*PAGE*.
============================================================

Maria Luisa Caterina Cosway (17601838)

Identifiers

Occupations

  • Painter
  • Performer
  • Composer

Names

  • Maria Luisa Caterina Cosway
  • Maria Hadfield

Paul F. Rice, Memorial University of Newfoundland
November 2023

Maria Hadfield was the daughter of Charles (1717?–1776) and Isabella (d. 1809) Hadfield. Knowledge of her early life is found in a letter she sent to Sir William Cosway (dated May 24, 1830)[1] where she states that her father’s family were wealthy manufacturers from Manchester; other evidence points to the father’s family having Irish origins. Charles Hadfield learned of the need for suitable Italian accommodation for English tourists, and travelled to Florence where he established himself as a successful hotelier. Maria writes that she was born on the banks of the Arno River, a significant feature in Florence. Tragedy marked the Hadfield family when a deranged servant killed all of Maria’s older siblings. The family continued to grow, however, and several more children were born to Maria’s parents.

============================================================

*WRITTEN TASK 1*. State how many lines of the entries contain the word "window", treating case as significant, and give only that number.

*PROVIDED DATA*.
============================================================

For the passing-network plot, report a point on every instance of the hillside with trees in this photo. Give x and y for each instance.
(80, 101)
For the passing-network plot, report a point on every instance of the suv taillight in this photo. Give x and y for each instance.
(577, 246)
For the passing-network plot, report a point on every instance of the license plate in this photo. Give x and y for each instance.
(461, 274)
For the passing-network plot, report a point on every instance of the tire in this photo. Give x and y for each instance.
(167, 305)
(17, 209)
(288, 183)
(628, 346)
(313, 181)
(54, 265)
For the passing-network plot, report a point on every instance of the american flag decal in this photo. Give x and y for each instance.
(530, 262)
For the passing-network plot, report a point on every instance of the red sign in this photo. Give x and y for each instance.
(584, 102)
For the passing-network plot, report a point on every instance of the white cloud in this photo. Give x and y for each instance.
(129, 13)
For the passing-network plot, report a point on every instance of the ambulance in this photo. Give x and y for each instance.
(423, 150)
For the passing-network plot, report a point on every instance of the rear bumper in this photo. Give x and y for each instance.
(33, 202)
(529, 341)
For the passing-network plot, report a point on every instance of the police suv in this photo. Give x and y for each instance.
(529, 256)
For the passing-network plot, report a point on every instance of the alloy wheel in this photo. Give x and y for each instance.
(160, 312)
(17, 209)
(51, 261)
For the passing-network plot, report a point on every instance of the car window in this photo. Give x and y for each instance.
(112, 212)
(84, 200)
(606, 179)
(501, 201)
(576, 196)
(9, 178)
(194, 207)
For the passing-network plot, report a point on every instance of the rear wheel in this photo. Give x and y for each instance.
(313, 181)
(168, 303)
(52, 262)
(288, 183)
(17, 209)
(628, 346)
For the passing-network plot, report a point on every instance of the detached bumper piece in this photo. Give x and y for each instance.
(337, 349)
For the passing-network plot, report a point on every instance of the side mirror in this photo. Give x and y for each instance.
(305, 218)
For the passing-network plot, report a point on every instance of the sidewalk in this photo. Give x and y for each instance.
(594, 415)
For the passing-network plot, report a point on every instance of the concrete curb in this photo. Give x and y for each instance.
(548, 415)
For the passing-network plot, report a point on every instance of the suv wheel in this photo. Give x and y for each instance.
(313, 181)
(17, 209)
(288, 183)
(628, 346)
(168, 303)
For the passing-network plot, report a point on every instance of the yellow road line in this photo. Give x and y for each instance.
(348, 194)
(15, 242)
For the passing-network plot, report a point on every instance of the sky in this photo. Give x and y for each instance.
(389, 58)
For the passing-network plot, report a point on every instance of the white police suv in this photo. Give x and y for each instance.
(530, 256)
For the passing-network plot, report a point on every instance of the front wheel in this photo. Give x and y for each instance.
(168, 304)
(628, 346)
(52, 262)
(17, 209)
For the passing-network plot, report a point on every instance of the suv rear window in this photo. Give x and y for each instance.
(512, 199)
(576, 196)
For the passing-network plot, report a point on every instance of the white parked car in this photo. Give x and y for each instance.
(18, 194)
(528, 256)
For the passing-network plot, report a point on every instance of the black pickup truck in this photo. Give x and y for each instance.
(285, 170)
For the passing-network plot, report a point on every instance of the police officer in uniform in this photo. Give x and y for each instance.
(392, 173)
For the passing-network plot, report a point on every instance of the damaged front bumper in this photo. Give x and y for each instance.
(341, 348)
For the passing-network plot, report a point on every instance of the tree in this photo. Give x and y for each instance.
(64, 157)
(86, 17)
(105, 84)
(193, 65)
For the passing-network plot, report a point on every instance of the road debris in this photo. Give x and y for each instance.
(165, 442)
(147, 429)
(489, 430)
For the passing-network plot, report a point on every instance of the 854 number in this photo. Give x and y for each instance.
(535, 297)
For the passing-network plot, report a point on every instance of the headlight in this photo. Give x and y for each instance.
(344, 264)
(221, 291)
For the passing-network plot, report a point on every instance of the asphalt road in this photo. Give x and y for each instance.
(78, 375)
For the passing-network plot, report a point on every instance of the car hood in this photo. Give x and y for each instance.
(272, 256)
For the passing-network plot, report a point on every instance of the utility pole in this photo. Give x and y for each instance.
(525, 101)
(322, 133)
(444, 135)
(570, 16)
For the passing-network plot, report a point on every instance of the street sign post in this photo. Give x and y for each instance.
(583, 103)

============================================================

*WRITTEN TASK 2*. Reproduce the passage of the article on Maria Cosway that opens with the words "Maria Hadfield was" and closes with "to Maria’s parents.", substituting "Venice" for "Florence" throughout.

*WRITTEN SOLUTION 1*. 2

*WRITTEN SOLUTION 2*.
Maria Hadfield was the daughter of Charles (1717?–1776) and Isabella (d. 1809) Hadfield. Knowledge of her early life is found in a letter she sent to Sir William Cosway (dated May 24, 1830)[1] where she states that her father’s family were wealthy manufacturers from Manchester; other evidence points to the father’s family having Irish origins. Charles Hadfield learned of the need for suitable Italian accommodation for English tourists, and travelled to Venice where he established himself as a successful hotelier. Maria writes that she was born on the banks of the Arno River, a significant feature in Venice. Tragedy marked the Hadfield family when a deranged servant killed all of Maria’s older siblings. The family continued to grow, however, and several more children were born to Maria’s parents.